Stated goal 1: According to the theatre news item, who directs This Clement World?

Stage Door News
Stage Door News
Toronto, ON – The Theatre Centre, in partnership with Cape Farewell Foundation, presents This Clement World, a theatrical music piece that is part of Carbon 14: Climate is Culture Performance Series. Written and performed by Cynthia Hopkins, with direction by DJ Mendel and design by Jeff Sugg, the production is on stage at The Great Hall Black Box Theatre (1087 Queen St West) from January 29 to February 2. Performed live with a 15-member chorus and band, This Clement World pays tribute to our rapidly changing environment by blending theatre, avant-folk rock and documentary film.
Carbon 14: Climate is Culture Exhibition + Festival, is a four month cultural engagement with the issue of climate change. Led by the Cape Farewell Foundation, the festival features a series of multifaceted public programs and events, including an exhibition at the Royal Ontario Museum and the Performance Series, curated and presented by The Theatre Centre.
“We're immensely proud to be partnering with Cape Farewell,” said Franco Boni general and artistic director of The Theatre Centre. “We’re asking the question, how can we as a community work together to communicate the truth about climate change and slow down the enormous negative impact our species is having on our planet? It's a privilege to be hosting this conversation, beginning with This Clement World. This program reminds me how critical a role our cultural community and our art play in communicating a truth."
Presented as a live documentary film, This Clement World grapples with environmental crisis using a skillfully crafted narrative, shown through the prism of Cynthia Hopkins’ deeply personal lens and wild cross-disciplinary style. The piece blends expansive avant-folk orchestration with outlandish fiction and Hopkins’ own documentary footage from an Arctic expedition with Cape Farewell, infusing our global climate crisis with humour, poetics and urgency.
As a writer, composer, multi-instrumentalist and theatre artist, Hopkins creates and performs unique multi-media pieces that intertwine truth and fiction. She won the 2007 Alpert Award in Theater and a 2010 Guggenheim Fellowship. Her work attempts to change disturbance into works of intrigue and hope – provoking emotion and engaging the senses.

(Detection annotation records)
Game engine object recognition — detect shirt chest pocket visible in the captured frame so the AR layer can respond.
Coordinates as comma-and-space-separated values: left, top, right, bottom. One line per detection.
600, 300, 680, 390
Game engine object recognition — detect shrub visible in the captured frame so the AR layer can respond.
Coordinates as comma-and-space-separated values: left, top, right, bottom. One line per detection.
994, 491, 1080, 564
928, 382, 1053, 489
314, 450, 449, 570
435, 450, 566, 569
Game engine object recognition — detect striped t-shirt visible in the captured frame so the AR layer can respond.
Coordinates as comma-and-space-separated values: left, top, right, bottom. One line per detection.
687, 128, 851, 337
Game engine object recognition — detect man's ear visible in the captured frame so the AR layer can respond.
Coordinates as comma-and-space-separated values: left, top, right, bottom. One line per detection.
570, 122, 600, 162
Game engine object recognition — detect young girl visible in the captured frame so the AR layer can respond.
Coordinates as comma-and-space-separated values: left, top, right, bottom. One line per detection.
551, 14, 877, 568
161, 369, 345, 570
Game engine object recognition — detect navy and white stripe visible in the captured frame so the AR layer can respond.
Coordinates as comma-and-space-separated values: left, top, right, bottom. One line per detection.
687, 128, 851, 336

Stated goal 2: Begin at the line of the records that contains "Game engine object recognition — detect navy" and continue through the end of the records. Write those lines again with "navy" replaced by "dark blue", leaving everything else unchanged.

Final result 1: DJ Mendel

Final result 2:
Game engine object recognition — detect dark blue and white stripe visible in the captured frame so the AR layer can respond.
Coordinates as comma-and-space-separated values: left, top, right, bottom. One line per detection.
687, 128, 851, 336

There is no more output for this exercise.